TASK TO CARRY OUT
With no additions or omissions, print the listing that follows.

[RECORDS PROVIDED — start]

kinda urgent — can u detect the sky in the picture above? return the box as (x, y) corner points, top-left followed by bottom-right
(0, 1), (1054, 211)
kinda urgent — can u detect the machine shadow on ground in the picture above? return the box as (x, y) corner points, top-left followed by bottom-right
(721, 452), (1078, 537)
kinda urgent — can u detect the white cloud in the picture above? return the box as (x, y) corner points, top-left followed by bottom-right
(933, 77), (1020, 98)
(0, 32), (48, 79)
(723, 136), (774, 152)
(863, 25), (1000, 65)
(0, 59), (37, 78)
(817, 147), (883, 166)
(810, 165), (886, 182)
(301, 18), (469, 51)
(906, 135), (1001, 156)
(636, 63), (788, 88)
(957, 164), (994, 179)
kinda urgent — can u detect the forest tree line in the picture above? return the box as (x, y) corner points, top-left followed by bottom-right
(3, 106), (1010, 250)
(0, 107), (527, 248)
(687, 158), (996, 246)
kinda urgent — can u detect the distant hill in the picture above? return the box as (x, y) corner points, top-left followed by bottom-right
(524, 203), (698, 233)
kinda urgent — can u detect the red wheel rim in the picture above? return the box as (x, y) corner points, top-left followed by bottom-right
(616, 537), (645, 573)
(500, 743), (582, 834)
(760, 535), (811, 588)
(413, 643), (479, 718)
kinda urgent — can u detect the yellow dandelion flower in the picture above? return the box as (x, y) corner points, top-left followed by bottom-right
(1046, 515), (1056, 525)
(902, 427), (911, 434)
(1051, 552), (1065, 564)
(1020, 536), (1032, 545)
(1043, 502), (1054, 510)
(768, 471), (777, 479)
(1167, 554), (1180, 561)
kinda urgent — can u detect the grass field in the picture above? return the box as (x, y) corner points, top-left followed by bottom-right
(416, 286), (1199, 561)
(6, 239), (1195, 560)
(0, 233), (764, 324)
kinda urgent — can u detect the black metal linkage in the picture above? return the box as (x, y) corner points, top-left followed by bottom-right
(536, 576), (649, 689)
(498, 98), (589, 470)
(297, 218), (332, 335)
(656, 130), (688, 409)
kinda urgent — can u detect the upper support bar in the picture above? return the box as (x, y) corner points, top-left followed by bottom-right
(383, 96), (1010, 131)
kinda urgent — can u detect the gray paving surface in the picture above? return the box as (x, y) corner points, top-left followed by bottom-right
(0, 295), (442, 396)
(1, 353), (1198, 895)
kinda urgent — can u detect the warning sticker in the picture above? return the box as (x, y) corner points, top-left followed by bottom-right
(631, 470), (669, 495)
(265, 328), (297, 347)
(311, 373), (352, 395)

[RECORDS PROVIDED — finish]

SOLUTION BELOW
kinda urgent — can u detect the sky in the picture above? return the box as (x, y) corner points, top-left followed by bottom-right
(0, 1), (1054, 211)
kinda urgent — can u detect the machine shadow on ground in the picture above? return the box as (x, y) corner points, top-left followed by bottom-right
(721, 452), (1078, 537)
kinda urgent — can u detect the white cloud in the picture above? return the box as (x, y) corner points, top-left followed by bottom-right
(933, 77), (1020, 98)
(0, 32), (48, 79)
(723, 136), (774, 152)
(863, 25), (1000, 65)
(0, 59), (37, 78)
(817, 147), (883, 166)
(810, 165), (886, 182)
(301, 18), (469, 51)
(906, 135), (1001, 156)
(636, 63), (788, 88)
(957, 164), (994, 179)
kinda urgent — can u detect the forest tree line in the picture above? return the box as (x, y) corner points, top-left followed by bottom-right
(3, 106), (1010, 250)
(0, 107), (527, 248)
(687, 158), (996, 246)
kinda urgent — can u detect the distant hill in the picture above? return the box as (x, y) corner points, top-left followed by bottom-right
(524, 203), (698, 233)
kinda urgent — can u detect the red wheel rim in the picture above? return the box as (x, y) corner points, top-left followed by bottom-right
(616, 537), (645, 573)
(500, 743), (582, 834)
(760, 535), (811, 588)
(413, 643), (479, 718)
kinda urgent — can u detect the yellow dandelion flower in the picture above? return the box as (x, y) corner points, top-left followed by bottom-right
(1046, 515), (1056, 525)
(902, 427), (911, 434)
(1051, 552), (1065, 564)
(1020, 536), (1032, 545)
(1043, 502), (1054, 510)
(768, 471), (777, 479)
(1167, 554), (1180, 561)
kinda urgent — can u detect the grass field in the picture above? return the box as (x, y) corner points, top-left followed by bottom-right
(416, 286), (1199, 561)
(6, 239), (1195, 560)
(0, 233), (764, 324)
kinda urgent — can u detect the black metal linkage in the picture above? return the box as (x, y) corner points, top-left followed by bottom-right
(536, 576), (649, 689)
(498, 98), (589, 470)
(297, 218), (332, 335)
(656, 130), (688, 409)
kinda urgent — can u detect the upper support bar in the picture above? return the box as (x, y) corner points, top-left followed by bottom-right
(383, 96), (1010, 131)
kinda urgent — can u detect the gray paving surface in the picture above? return the box as (x, y) corner points, top-left followed by bottom-right
(0, 295), (442, 396)
(1, 353), (1198, 895)
kinda urgent — can u detect the warning sticker in the picture above? return the box as (x, y) corner points, top-left followed by bottom-right
(631, 470), (669, 495)
(265, 328), (297, 347)
(311, 373), (352, 395)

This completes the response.